(Dataset rows)
## start
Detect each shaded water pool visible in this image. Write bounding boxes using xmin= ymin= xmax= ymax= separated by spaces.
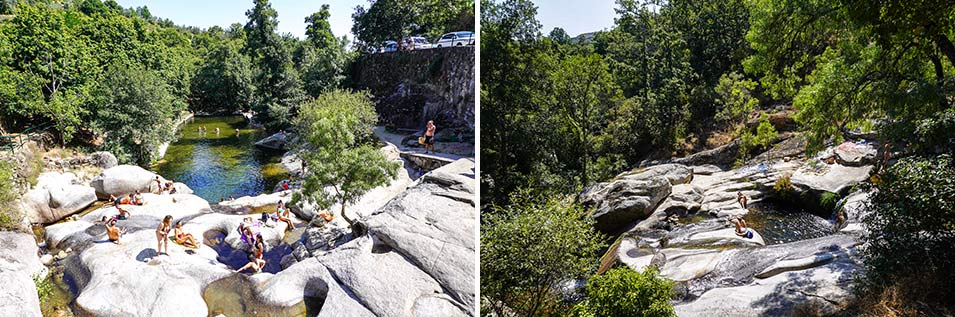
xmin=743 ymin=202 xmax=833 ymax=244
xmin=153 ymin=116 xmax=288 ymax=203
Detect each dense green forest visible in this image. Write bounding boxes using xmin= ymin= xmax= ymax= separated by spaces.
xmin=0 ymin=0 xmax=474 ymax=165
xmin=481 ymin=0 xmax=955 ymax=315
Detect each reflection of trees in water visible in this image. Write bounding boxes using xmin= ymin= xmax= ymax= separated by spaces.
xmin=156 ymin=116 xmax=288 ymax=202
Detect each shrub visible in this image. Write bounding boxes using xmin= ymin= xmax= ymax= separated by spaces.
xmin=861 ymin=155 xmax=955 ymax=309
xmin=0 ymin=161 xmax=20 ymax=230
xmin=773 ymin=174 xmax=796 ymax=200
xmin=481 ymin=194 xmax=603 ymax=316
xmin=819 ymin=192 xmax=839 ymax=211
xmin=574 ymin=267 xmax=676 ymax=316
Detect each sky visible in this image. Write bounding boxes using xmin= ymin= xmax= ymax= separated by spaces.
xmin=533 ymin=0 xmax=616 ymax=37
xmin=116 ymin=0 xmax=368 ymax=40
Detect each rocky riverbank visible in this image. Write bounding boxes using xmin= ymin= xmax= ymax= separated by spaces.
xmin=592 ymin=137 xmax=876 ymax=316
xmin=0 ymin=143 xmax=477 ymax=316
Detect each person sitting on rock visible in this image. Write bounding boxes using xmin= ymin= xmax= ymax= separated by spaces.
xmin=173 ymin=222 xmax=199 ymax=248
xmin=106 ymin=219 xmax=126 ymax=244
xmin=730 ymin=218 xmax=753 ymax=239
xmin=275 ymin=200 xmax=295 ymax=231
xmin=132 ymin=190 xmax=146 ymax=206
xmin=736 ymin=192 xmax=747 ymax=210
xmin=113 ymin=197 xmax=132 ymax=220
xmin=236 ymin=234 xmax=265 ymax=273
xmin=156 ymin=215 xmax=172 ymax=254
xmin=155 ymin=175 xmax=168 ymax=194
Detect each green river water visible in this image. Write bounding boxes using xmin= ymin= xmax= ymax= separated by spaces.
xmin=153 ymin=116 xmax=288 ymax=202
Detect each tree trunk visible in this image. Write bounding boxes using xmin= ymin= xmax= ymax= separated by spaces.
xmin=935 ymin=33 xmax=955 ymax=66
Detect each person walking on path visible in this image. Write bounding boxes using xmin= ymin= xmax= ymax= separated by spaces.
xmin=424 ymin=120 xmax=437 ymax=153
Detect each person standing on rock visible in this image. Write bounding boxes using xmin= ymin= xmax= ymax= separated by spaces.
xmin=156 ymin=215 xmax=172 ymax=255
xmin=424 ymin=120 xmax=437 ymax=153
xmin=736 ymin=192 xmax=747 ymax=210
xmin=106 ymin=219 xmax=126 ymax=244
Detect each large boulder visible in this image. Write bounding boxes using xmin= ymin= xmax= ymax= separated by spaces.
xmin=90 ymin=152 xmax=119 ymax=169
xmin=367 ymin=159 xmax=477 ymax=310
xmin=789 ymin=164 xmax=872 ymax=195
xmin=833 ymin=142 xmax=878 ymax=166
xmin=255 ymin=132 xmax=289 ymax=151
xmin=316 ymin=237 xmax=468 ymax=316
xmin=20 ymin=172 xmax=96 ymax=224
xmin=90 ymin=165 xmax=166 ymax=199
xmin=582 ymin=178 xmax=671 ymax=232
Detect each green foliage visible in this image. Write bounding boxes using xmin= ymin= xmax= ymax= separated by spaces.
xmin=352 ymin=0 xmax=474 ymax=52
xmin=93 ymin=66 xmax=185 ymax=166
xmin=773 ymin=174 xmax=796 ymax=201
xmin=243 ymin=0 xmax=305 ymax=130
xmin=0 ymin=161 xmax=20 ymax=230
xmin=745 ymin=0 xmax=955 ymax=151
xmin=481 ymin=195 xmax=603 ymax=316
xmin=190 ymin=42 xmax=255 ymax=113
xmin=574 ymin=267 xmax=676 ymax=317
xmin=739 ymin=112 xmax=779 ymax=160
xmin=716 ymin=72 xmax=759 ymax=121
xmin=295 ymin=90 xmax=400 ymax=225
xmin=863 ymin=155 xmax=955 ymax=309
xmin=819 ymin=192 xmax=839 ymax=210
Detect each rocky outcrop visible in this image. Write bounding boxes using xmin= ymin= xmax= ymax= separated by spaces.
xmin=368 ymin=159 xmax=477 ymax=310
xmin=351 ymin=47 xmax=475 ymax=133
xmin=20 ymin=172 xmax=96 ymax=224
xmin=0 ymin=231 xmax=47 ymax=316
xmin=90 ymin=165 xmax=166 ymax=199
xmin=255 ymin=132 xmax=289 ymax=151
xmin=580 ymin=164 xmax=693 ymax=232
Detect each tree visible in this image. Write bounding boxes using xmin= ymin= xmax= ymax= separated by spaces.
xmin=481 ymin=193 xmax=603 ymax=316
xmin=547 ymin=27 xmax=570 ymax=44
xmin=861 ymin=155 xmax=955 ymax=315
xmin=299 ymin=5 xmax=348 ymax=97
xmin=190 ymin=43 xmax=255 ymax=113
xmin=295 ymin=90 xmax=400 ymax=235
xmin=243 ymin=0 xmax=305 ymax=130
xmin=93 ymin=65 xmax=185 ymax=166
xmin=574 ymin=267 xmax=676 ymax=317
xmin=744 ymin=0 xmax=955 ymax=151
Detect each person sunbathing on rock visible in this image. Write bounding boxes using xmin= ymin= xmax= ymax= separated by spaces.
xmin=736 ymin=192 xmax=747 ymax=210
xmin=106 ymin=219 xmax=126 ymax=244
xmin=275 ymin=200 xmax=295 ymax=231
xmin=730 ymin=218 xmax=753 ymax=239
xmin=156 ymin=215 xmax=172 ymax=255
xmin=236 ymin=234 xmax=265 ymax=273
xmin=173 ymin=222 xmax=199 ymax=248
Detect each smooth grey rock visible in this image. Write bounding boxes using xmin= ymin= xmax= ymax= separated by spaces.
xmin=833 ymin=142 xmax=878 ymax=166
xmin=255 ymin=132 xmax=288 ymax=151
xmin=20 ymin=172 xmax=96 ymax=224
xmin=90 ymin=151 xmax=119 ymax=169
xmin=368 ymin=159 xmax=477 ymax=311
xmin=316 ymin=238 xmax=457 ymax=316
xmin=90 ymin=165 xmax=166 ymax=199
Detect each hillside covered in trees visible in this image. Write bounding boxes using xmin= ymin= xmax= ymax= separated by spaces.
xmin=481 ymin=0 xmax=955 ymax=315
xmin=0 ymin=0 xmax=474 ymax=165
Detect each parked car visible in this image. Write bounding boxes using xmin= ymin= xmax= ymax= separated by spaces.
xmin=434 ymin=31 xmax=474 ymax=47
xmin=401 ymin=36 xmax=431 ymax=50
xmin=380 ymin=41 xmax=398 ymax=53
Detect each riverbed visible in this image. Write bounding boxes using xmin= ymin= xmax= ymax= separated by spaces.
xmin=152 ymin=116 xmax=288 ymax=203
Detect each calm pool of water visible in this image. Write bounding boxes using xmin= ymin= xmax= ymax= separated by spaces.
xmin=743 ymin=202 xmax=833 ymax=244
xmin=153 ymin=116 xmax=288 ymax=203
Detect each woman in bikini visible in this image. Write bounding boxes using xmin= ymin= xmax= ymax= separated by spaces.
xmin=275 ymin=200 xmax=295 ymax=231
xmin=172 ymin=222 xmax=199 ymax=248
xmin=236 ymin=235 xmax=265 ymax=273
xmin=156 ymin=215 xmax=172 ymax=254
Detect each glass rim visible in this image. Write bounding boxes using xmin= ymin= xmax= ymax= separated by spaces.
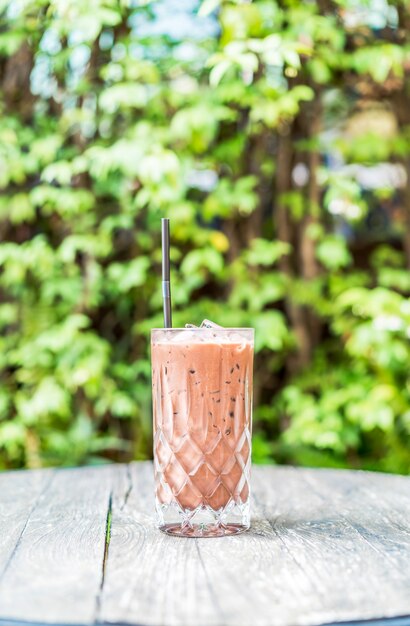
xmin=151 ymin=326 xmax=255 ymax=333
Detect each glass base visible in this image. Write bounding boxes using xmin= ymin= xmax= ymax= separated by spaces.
## end
## start
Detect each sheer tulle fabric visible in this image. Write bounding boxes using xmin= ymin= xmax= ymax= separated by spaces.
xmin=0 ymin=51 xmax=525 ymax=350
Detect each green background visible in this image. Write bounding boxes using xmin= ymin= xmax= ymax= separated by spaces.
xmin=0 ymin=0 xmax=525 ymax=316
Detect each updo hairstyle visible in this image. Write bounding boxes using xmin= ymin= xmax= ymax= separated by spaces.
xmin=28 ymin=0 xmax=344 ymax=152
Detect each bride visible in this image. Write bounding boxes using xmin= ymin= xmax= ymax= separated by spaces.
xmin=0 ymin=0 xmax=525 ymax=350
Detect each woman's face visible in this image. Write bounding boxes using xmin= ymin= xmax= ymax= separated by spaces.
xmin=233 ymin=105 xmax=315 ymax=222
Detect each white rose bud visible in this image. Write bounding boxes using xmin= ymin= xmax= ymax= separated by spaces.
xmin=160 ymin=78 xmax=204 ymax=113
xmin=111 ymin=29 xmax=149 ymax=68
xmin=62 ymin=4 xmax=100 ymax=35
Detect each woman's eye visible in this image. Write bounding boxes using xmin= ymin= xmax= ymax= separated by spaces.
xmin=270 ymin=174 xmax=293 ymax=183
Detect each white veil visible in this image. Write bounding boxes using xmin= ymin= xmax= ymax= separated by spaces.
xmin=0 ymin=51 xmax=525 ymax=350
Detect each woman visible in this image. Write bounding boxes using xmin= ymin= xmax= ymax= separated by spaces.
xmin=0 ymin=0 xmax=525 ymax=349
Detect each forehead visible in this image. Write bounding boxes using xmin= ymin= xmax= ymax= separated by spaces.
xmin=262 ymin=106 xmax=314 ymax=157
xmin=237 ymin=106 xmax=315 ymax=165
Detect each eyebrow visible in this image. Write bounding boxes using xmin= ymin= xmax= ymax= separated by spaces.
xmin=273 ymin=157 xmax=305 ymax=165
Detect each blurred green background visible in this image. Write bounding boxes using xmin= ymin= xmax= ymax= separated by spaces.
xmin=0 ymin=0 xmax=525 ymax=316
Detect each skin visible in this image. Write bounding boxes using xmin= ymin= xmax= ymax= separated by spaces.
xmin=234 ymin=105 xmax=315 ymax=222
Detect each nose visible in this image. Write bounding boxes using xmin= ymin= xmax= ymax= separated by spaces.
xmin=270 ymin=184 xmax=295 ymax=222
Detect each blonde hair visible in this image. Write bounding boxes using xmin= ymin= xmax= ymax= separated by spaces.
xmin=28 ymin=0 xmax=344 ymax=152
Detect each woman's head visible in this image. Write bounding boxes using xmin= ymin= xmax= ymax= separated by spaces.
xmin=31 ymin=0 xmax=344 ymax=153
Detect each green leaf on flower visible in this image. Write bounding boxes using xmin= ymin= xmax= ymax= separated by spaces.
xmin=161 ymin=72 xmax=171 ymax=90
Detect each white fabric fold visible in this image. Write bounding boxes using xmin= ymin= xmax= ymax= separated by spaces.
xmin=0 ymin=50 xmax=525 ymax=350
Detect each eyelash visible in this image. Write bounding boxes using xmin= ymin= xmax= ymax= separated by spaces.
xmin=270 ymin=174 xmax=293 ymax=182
## end
**INSTRUCTIONS FOR THE TASK**.
Reproduce the lines between the line holding "Detect each blurred" and the line holding "xmin=234 ymin=105 xmax=315 ymax=222", inclusive, offsetting every bounding-box coordinate in the answers by 78.

**ANSWER TO THIS PROBLEM**.
Detect each blurred green background visible in this image. Write bounding boxes using xmin= ymin= xmax= ymax= separated by spaces.
xmin=78 ymin=78 xmax=603 ymax=394
Detect each skin visible in this image. Write bounding boxes using xmin= ymin= xmax= ymax= separated by spaces.
xmin=312 ymin=183 xmax=393 ymax=300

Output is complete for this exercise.